[Rows]:
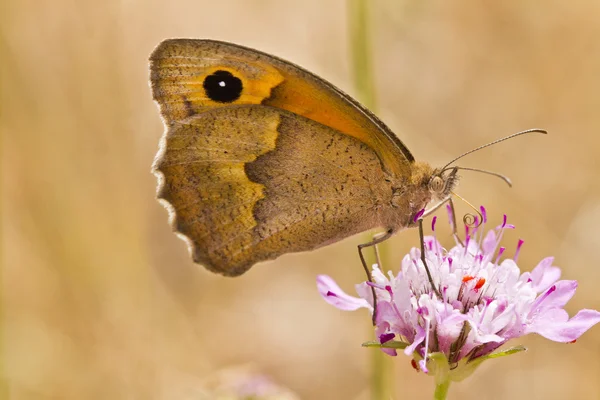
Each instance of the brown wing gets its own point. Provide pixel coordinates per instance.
(179, 71)
(248, 183)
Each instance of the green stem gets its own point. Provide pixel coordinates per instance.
(358, 13)
(358, 23)
(441, 390)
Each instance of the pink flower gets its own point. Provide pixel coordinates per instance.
(481, 301)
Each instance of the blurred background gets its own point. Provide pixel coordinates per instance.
(100, 299)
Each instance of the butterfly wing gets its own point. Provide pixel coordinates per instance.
(261, 158)
(179, 72)
(248, 183)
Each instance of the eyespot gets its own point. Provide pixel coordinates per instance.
(223, 87)
(437, 184)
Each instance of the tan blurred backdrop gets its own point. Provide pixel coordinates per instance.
(100, 299)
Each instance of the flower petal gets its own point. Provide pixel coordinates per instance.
(544, 274)
(335, 296)
(554, 324)
(562, 293)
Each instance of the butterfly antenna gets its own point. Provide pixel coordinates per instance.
(493, 143)
(483, 171)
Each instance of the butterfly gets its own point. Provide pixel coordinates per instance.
(261, 157)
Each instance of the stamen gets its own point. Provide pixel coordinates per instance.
(414, 365)
(540, 299)
(450, 216)
(479, 283)
(386, 337)
(418, 215)
(519, 245)
(500, 252)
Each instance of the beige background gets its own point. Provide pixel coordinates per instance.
(100, 299)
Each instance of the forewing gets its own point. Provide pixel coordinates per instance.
(179, 68)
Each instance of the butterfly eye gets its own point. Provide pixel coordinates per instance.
(223, 87)
(437, 184)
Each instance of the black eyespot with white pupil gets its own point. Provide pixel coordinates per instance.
(223, 87)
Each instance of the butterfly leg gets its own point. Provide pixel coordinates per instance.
(379, 238)
(453, 216)
(422, 239)
(454, 226)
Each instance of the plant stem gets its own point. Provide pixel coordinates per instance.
(358, 22)
(441, 390)
(358, 12)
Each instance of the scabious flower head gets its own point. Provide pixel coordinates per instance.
(474, 301)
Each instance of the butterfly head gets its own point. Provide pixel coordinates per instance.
(442, 182)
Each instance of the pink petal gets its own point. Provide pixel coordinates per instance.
(544, 275)
(335, 296)
(554, 324)
(563, 292)
(418, 340)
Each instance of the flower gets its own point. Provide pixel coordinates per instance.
(473, 301)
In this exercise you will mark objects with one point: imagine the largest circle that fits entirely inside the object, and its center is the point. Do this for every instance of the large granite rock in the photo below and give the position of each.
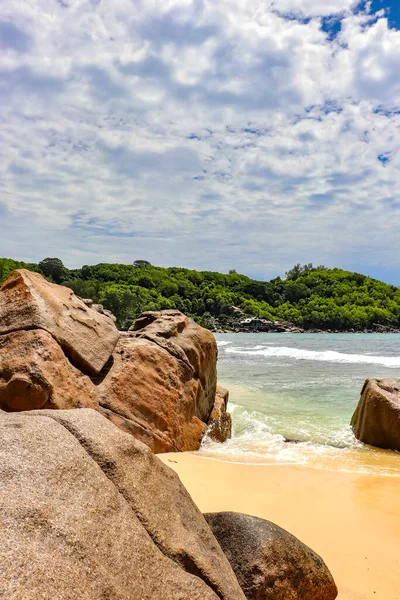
(29, 301)
(88, 512)
(163, 380)
(193, 346)
(220, 421)
(159, 381)
(269, 562)
(376, 420)
(34, 373)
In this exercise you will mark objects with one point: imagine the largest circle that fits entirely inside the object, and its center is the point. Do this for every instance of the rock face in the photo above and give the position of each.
(194, 346)
(376, 420)
(89, 512)
(159, 381)
(29, 301)
(163, 380)
(220, 421)
(269, 562)
(34, 373)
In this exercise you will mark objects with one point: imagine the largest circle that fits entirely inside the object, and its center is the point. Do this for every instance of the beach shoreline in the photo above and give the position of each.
(350, 518)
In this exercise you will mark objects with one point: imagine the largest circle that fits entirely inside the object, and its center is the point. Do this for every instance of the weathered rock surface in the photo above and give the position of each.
(376, 420)
(220, 421)
(269, 562)
(159, 381)
(34, 373)
(163, 380)
(192, 345)
(29, 301)
(88, 512)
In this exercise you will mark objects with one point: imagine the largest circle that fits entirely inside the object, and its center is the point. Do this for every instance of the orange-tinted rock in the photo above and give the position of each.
(220, 421)
(193, 346)
(34, 373)
(89, 513)
(269, 562)
(29, 301)
(154, 395)
(376, 420)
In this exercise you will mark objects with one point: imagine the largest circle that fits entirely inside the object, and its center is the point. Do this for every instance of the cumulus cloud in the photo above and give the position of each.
(247, 135)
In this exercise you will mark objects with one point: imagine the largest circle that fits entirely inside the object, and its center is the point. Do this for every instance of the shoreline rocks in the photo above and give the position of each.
(376, 420)
(269, 562)
(89, 512)
(156, 382)
(220, 421)
(29, 301)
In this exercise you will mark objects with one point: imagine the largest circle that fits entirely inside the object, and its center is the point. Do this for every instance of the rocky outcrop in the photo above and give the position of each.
(29, 301)
(163, 381)
(376, 420)
(220, 421)
(34, 373)
(89, 512)
(193, 346)
(157, 384)
(269, 562)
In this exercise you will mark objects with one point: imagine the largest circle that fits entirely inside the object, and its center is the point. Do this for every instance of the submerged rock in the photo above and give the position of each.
(269, 562)
(89, 512)
(220, 421)
(376, 420)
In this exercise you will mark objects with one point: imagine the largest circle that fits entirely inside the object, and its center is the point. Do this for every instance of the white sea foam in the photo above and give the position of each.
(253, 441)
(392, 362)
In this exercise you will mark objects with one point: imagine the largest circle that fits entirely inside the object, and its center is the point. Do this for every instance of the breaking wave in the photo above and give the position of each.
(392, 362)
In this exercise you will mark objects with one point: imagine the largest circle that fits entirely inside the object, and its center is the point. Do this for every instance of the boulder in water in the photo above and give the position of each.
(376, 420)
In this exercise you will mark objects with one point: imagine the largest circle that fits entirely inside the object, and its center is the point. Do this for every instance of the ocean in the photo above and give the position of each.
(292, 397)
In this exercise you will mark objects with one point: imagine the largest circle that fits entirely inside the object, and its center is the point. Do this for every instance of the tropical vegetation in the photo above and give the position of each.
(308, 296)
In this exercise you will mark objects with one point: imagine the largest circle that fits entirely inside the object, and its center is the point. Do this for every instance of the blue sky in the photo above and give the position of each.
(213, 135)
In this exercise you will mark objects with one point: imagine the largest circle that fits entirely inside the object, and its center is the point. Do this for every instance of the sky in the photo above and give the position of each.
(214, 135)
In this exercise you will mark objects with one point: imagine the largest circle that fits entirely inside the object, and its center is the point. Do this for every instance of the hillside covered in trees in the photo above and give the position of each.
(310, 297)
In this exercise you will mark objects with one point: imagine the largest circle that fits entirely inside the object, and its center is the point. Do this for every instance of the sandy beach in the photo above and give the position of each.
(351, 519)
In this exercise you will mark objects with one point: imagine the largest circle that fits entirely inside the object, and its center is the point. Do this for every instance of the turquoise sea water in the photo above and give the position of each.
(302, 388)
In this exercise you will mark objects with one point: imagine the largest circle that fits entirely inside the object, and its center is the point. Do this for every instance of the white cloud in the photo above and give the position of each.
(208, 134)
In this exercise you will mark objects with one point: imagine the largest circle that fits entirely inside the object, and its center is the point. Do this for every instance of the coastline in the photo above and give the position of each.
(351, 519)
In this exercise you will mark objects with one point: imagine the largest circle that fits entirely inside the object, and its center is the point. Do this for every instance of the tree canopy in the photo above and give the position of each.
(310, 297)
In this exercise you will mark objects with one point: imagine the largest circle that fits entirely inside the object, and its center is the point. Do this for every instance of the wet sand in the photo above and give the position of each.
(351, 519)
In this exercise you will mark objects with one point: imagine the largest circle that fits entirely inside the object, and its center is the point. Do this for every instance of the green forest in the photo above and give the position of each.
(309, 297)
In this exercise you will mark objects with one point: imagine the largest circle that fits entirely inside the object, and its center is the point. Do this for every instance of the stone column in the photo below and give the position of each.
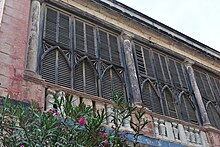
(33, 36)
(129, 59)
(204, 115)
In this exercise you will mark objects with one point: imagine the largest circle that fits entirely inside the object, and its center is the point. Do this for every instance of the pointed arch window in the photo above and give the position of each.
(85, 76)
(213, 114)
(169, 103)
(55, 67)
(74, 51)
(150, 97)
(187, 108)
(111, 82)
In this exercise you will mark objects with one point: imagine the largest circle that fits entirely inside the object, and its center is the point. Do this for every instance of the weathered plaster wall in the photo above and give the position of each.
(13, 46)
(138, 29)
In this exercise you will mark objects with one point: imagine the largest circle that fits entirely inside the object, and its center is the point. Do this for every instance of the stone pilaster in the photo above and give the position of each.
(33, 37)
(129, 59)
(204, 115)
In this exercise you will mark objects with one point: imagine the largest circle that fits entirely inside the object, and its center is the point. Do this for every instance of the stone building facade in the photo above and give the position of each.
(93, 48)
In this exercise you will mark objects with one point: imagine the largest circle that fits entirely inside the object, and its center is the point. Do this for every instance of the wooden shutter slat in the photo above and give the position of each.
(90, 79)
(200, 84)
(148, 62)
(51, 24)
(171, 106)
(78, 78)
(90, 40)
(140, 60)
(165, 70)
(214, 116)
(48, 68)
(174, 73)
(147, 101)
(114, 50)
(79, 36)
(183, 109)
(64, 37)
(181, 74)
(214, 88)
(209, 95)
(104, 49)
(106, 85)
(117, 83)
(158, 67)
(64, 72)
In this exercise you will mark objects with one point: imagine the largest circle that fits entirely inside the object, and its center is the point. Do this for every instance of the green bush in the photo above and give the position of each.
(71, 127)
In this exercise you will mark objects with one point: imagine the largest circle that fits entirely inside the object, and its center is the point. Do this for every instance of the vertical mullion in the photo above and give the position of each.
(161, 67)
(57, 27)
(143, 57)
(74, 49)
(84, 76)
(177, 71)
(71, 35)
(168, 70)
(56, 67)
(98, 56)
(84, 41)
(209, 84)
(109, 48)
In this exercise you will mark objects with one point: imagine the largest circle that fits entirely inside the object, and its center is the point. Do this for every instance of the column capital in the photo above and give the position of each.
(189, 62)
(40, 1)
(127, 36)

[Short problem]: Your task is to output exactly the lines running from the one with "the green bush" through the final line of the material above, with both ends included.

[Finished task]:
In this exercise you will mark objects with one point: imagine the largest circle that fits entirely inside the object, and its center is the point. Do this for every instance of the green bush in the photo above and give the position of each.
(71, 127)
In this exercise you will mark objects with one point: imagine the largest circle that fits entirely inside the object, and its center is the point. Do this for every instance of the vertical mullion in the photo above and give the position of each.
(161, 67)
(57, 27)
(143, 57)
(74, 49)
(84, 76)
(177, 71)
(71, 35)
(168, 70)
(56, 67)
(98, 56)
(84, 41)
(209, 84)
(109, 48)
In this exercise you will mark objects with one point: imagine the largest circle that fits entirely inside the object, and its center is the point. Do this for every instance of the column capital in the photo above and give the position of each.
(189, 62)
(40, 1)
(127, 36)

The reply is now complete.